+++ BRANO DELL'ESERCIZIO

Si spende sempre di più …

Gli italiani sempre più in affanno per la cura della salute e per le prestazioni diagnostiche

Eurispes riporta che un italiano su quattro non riesce ad accedere alla diagnostica, come all’intervento medico per i costi di una Sanità privatizzata di fatto. Il 2022 sarà ricordato come l’anno della caduta del sistema. E si prende il parametro del 2019 per le valutazioni di una tendenza che era già in caduta libera da dieci anni. Quanto rilevato dal precedente anno per il servizio sanitario mette in apprensione. La soddisfazione degli utenti si è ulteriormente abbassata. L’andamento non può che confermarsi anche per l’anno in corso. Insieme ad Eurispes Rapporto sul Sistema Sanitario è stata realizzato anche da Enpam.

++++++

| CONSEGNA 1 |
Riassumi in due frasi il brano sulla spesa sanitaria.
| CONSEGNA 2 |
Riscrivi la parte del brano sulla spesa sanitaria che si apre con le parole contenenti "Eurispes riporta che" e si chiude con "anche da Enpam.", cambiando "un italiano su quattro" in "un italiano su tre".
| CONSEGNA 3 |
Secondo il brano sulla spesa sanitaria, perché un italiano su quattro non riesce ad accedere alla diagnostica o all'intervento medico? Rispondi in una frase.
Il materiale che segue è indipendente dal brano.

+++ I DATI

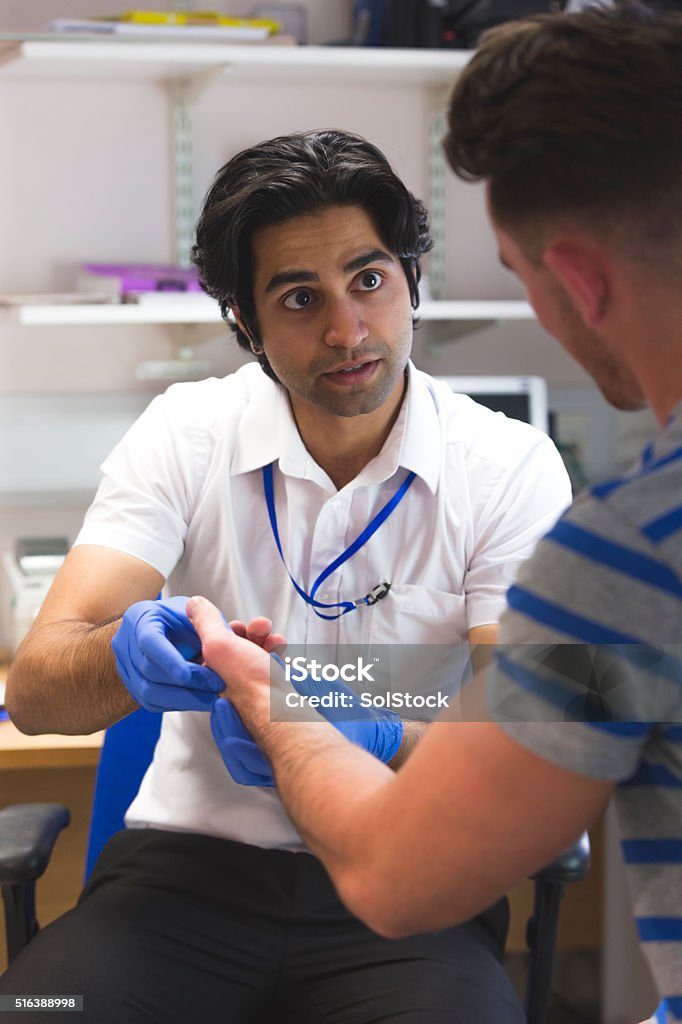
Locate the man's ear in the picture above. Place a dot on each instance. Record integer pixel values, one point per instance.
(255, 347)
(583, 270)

++++++
+++ I DATI

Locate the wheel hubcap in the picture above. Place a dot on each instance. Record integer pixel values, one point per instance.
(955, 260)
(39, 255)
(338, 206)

++++++
+++ I DATI

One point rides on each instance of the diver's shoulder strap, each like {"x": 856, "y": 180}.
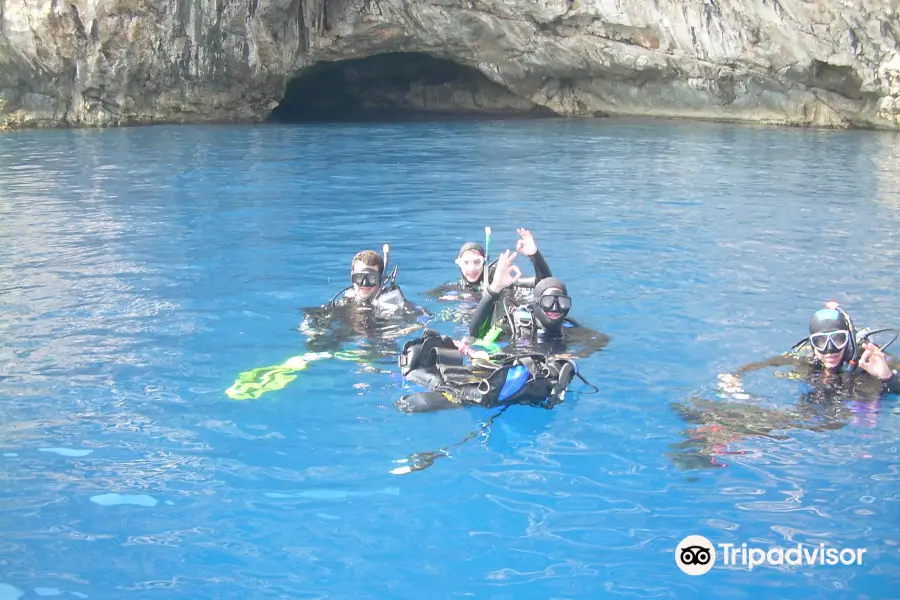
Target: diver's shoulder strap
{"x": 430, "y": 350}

++++++

| RISPOSTA ATTESA 1 |
Secondo Eurispes, un italiano su quattro non riesce ad accedere alla diagnostica o all'intervento medico per i costi di una Sanità privatizzata di fatto. La soddisfazione degli utenti si è ulteriormente abbassata e il 2022 sarà ricordato come l'anno della caduta del sistema.

| RISPOSTA ATTESA 2 |
Eurispes riporta che un italiano su tre non riesce ad accedere alla diagnostica, come all’intervento medico per i costi di una Sanità privatizzata di fatto. Il 2022 sarà ricordato come l’anno della caduta del sistema. E si prende il parametro del 2019 per le valutazioni di una tendenza che era già in caduta libera da dieci anni. Quanto rilevato dal precedente anno per il servizio sanitario mette in apprensione. La soddisfazione degli utenti si è ulteriormente abbassata. L’andamento non può che confermarsi anche per l’anno in corso. Insieme ad Eurispes Rapporto sul Sistema Sanitario è stata realizzato anche da Enpam.

| RISPOSTA ATTESA 3 |
Non vi riesce a causa dei costi di una Sanità privatizzata di fatto.